**Exercise instructions:** Extract the listing in its entirety, keeping each line identical to the original.

* BEGIN Exercise inputs *

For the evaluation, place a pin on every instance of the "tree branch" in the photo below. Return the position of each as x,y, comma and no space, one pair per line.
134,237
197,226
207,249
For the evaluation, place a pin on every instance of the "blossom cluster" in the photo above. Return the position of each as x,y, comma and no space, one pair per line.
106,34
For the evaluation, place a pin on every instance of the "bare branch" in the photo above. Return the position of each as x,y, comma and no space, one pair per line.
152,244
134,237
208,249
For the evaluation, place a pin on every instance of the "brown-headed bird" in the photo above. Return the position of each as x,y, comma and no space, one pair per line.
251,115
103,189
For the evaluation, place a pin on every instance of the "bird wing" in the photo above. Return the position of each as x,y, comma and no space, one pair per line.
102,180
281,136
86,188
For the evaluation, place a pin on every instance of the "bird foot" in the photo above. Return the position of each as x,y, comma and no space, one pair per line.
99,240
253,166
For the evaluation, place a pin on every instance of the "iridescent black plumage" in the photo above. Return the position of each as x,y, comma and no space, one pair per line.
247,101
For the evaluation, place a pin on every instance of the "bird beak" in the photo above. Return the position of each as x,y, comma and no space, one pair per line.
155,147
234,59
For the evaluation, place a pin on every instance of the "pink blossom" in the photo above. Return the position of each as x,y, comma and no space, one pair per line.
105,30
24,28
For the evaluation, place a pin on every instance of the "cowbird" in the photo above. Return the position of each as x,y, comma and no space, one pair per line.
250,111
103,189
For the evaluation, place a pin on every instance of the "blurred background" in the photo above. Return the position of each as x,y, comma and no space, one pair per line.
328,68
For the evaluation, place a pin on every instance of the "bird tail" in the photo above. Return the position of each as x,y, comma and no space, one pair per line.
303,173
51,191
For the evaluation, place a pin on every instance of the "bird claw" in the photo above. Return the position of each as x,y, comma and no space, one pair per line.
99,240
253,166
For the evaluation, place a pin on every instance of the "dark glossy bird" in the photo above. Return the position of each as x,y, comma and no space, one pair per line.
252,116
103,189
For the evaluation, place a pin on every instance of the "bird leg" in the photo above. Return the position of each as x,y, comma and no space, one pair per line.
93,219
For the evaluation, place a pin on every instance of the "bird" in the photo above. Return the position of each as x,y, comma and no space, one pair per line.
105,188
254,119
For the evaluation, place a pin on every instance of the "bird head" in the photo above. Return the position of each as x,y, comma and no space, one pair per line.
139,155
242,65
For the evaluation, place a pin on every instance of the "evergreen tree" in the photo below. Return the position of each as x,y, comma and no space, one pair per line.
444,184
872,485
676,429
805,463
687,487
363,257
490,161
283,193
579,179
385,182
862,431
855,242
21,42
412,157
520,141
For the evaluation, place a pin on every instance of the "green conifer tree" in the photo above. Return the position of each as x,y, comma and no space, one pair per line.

* END Exercise inputs *

**Written reply:**
For the evaluation, place a pin on every instance of the "tree branch" in the photo below. Return the position of each as x,y, comma and no space, one pair per line.
134,237
197,226
207,249
For the evaluation, place a pin on every instance of the "blossom cluster" in the photo above. Return the position of each as x,y, comma and no space, one pair per line.
106,34
For the evaluation, place a pin on every instance of the "bare branch" in the photo above. Return the position of each as x,y, comma and no space, one pair per line.
152,244
134,237
208,249
For the evaluation, place a pin on every instance of the "brown-headed bird" in the photo above. Return the position of each as x,y, comma and no space, one pair per line.
251,115
103,189
For the evaluation, place a pin on every instance of the "bird wing" in the photo above. Return the position of each as x,y, comma and no space, one pair per line.
102,180
281,136
86,188
For the evaluation, place a pin on every instance of the "bird foot" in the photo above. Return the position of each as x,y, comma and no space, one pair per line.
99,240
253,166
For the evaluation, place a pin on every instance of the "iridescent black plumage" in the photo above. Return the position of each as x,y, comma and no space, one pair per line.
247,101
For the evaluation, place a pin on every instance of the "bird beak" in the photo above. Return the position of each as x,y, comma and no space, one pair per line.
155,147
234,59
For the evaluation, place a pin on every instance of the "pink blossom" in the photo above. Return the position of each as x,y, comma and no space, one pair per line.
105,30
24,28
For the evaluation, place a pin on every instance of the "cowbird" in the photo above. Return the position of each as x,y, comma and no space, one pair per line.
250,111
103,189
For the evaluation, place a pin on every instance of the "blurred background" in the photo above. Return the position of each as x,y, comma and no space, one pair per line.
328,68
For the evaluation, place a pin on every instance of the "bird tail" in the photo above. Return the position of each as x,y, comma and no space, one pair per line.
303,173
51,191
For the evaluation, place a pin on every instance of the "bird claw" in the photo above. Return the position of each as x,y, comma and no space, one pair per line.
99,240
253,166
For the evaluation, place a pin on every instance of the "dark glossy bird" in the photo above. Return the position of each as x,y, comma and no space, one pair per line.
252,116
103,189
For the evaluation, place a pin on every instance of the "bird leg" in the photo above. Return the position of each as x,y, comma and no space, one pair per line.
93,219
For the evaluation, place a pin on every instance of the "bird" in the photo above. Return the position of each as x,y, comma and no space, one pair per line.
105,188
254,119
For the evaluation, place a pin on every instance of the "bird head" in the photo above. Return the position of each as x,y, comma and no space, one pair per line.
139,155
242,65
For the evaluation, place a pin on every instance of the "evergreen tree" in the photo below. Return the position of each as x,y, comma and no space, one pair per line.
444,184
872,485
676,429
805,463
687,487
363,257
490,161
283,193
579,179
385,182
862,431
855,242
21,42
412,157
520,141
For the evaluation, place a pin on every instance of the "green conifer tree" in the photo above. Return the position of each as x,y, comma and no space, one pair per line.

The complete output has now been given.